— Start ARTICLE —

Re: [PATCH v10 24/27] drivers: firmware: psci: Support CPU hotplug for the hierarchical model

From: Lina Iyer
Date: Thu Nov 29 2018 - 17:31:38 EST


Hi Ulf,

On Thu, Nov 29 2018 at 10:50 -0700, Ulf Hansson wrote:
When the hierarchical CPU topology is used and when a CPU has been put
offline (hotplug), that same CPU prevents its PM domain and thus also
potential master PM domains, from being powered off. This is because genpd
observes the CPU's struct device to remain being active from a runtime PM
point of view.

To deal with this, let's decrease the runtime PM usage count by calling
pm_runtime_put_sync_suspend() of the CPU's struct device when putting it
offline. Consequentially, we must then increase the runtime PM usage for
the CPU, while putting it online again.

Signed-off-by: Ulf Hansson <ulf.hansson@xxxxxxxxxx>
---

Changes in v10:
- Make it work when the hierarchical CPU topology is used, which may be
used both for OSI and PC mode.

— End ARTICLE —
— Start RECORD LIST —

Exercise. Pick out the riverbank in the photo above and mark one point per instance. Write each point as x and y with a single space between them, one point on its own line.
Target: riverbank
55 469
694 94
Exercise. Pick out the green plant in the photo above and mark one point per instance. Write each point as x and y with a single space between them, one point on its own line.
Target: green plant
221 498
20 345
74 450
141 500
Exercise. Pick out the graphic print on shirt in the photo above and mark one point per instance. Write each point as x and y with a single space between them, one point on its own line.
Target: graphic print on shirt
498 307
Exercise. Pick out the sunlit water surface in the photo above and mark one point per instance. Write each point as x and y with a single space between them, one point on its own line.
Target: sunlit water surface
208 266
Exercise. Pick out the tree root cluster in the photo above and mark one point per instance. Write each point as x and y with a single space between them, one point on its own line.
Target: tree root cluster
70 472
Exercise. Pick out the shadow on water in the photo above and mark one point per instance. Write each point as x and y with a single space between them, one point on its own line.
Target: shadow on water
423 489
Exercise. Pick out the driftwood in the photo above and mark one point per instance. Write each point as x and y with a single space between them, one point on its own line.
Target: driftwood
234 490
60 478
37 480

— End RECORD LIST —

- STATED EXERCISE -
Condense the paragraph in the patch message that begins "When the hierarchical CPU topology is used" into one shorter sentence that keeps its main facts. The records aren't needed for any of this.

- ANSWER FOR THIS EXERCISE -
With the hierarchical CPU topology, a CPU taken offline by hotplug still blocks its PM domain and any master PM domains from powering off, since genpd sees the CPU's struct device as still active for runtime PM.